Brief: Please reproduce, exactly and with nothing else, every line from the one containing "the woman's raised" through the last line of the records below.

[Data provided — start]

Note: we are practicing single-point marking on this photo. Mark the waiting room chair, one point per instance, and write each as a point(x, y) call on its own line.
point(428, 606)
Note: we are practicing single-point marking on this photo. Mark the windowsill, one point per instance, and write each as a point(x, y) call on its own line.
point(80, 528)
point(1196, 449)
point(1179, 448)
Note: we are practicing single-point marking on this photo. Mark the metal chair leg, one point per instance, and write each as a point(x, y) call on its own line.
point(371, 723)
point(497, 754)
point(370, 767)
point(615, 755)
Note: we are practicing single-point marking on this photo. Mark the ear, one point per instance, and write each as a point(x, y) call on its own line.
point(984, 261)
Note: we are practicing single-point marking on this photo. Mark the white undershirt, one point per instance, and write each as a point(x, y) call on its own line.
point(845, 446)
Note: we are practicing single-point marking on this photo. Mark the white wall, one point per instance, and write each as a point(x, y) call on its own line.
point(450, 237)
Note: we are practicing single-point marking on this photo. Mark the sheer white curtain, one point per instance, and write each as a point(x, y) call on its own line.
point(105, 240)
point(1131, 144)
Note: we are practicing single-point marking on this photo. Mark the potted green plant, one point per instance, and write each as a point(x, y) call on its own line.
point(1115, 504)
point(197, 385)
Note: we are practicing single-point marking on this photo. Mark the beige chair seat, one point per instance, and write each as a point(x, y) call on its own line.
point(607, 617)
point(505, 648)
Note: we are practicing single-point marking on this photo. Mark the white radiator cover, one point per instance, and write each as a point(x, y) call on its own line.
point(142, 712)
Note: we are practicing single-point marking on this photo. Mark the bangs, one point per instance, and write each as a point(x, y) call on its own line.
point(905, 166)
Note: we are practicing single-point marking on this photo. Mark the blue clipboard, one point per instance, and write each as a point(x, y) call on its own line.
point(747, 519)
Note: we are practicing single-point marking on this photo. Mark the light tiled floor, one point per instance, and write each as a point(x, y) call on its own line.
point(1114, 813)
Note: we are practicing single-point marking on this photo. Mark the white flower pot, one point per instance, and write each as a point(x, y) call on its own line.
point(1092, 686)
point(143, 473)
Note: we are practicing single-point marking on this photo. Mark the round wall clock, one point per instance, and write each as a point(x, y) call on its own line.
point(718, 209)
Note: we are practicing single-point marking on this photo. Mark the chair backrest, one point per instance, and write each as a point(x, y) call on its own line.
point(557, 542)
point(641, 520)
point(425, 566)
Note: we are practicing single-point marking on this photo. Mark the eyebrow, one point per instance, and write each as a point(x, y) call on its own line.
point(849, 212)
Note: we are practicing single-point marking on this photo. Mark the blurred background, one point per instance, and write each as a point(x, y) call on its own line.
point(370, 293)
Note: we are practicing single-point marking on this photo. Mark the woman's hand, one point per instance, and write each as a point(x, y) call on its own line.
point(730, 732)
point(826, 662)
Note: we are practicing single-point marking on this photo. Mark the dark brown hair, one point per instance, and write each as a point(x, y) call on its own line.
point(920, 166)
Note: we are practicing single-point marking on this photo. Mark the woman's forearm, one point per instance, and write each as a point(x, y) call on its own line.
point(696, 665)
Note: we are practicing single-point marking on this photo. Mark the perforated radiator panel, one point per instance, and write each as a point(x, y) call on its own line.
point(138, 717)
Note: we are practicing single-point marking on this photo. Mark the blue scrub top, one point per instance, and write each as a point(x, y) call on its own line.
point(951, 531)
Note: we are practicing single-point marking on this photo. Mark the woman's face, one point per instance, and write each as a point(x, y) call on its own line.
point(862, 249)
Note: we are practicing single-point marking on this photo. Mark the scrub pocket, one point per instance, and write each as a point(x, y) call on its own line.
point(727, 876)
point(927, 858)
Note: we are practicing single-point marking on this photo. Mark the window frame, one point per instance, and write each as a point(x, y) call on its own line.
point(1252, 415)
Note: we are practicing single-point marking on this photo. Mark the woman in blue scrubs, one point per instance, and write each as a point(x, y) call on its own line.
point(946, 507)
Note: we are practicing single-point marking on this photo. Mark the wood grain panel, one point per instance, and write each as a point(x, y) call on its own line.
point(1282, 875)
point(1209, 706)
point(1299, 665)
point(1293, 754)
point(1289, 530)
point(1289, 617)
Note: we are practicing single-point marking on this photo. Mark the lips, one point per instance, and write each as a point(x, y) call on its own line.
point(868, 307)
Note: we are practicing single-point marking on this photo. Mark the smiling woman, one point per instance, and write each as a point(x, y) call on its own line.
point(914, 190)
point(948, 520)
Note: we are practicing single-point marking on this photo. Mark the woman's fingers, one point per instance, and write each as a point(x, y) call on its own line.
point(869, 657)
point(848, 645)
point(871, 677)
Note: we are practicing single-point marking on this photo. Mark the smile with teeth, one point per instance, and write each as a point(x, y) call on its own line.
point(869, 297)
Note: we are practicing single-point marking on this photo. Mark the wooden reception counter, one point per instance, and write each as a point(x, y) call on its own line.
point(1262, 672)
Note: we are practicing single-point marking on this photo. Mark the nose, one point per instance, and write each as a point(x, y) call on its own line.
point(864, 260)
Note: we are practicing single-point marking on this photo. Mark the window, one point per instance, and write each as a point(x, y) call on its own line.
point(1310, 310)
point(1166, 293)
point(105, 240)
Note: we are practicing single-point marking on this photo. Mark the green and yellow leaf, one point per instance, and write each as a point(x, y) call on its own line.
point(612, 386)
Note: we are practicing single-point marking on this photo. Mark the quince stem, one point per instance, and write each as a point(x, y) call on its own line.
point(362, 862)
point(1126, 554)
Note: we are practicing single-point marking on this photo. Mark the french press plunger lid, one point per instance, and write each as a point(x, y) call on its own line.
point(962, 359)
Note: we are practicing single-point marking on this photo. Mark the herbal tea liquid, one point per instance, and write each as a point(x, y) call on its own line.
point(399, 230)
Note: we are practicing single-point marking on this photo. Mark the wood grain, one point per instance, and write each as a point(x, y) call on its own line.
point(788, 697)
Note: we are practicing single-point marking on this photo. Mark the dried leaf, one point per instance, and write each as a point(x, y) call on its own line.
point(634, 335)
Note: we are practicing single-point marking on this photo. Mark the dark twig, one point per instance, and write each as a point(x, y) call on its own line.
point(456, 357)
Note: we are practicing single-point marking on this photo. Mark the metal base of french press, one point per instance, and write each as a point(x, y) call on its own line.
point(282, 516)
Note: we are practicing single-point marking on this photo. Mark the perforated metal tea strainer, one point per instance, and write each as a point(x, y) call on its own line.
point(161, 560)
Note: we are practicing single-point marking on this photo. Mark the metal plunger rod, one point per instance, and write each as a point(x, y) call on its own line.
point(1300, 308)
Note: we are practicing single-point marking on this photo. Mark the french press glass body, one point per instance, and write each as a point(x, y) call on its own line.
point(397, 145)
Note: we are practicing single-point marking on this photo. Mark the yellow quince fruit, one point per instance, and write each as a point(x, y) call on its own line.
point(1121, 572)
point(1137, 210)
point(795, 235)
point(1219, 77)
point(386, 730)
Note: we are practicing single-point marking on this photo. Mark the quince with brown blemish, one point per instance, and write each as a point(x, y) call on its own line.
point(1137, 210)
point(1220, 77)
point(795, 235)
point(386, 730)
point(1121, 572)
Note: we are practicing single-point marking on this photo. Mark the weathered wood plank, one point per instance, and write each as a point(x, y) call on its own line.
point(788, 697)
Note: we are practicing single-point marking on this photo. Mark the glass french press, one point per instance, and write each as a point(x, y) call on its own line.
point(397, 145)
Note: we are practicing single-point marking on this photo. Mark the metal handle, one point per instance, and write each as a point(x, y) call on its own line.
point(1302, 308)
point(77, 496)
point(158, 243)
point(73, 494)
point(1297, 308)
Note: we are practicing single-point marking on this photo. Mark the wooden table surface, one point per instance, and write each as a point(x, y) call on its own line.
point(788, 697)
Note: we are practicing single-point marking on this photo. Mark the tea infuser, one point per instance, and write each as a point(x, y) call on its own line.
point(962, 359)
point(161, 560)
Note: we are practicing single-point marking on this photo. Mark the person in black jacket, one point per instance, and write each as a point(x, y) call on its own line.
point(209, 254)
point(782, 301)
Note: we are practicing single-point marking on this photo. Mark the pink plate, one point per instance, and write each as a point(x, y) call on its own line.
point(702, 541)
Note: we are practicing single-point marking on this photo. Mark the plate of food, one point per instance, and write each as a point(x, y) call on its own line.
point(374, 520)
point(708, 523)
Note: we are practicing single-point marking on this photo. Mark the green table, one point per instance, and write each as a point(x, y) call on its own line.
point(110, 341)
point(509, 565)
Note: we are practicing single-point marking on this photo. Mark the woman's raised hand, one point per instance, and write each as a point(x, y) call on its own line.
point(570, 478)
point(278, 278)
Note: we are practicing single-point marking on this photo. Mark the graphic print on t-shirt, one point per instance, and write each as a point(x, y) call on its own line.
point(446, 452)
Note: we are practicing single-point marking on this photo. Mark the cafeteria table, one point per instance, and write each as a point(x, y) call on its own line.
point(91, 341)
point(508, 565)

[Data provided — finish]

Task answer:
Note: we are practicing single-point marking on this photo. Mark the woman's raised hand, one point per instance, and write each as a point(x, y) call on its own line.
point(570, 478)
point(278, 278)
Note: we are practicing single-point marking on this photo. Mark the graphic print on t-shirt, one point per instance, and write each as a point(x, y) call on its own line.
point(446, 452)
Note: we are practicing single-point marking on this photo. Mark the cafeteria table, one point per instance, and write each as a point(x, y) call on its own line.
point(91, 341)
point(508, 565)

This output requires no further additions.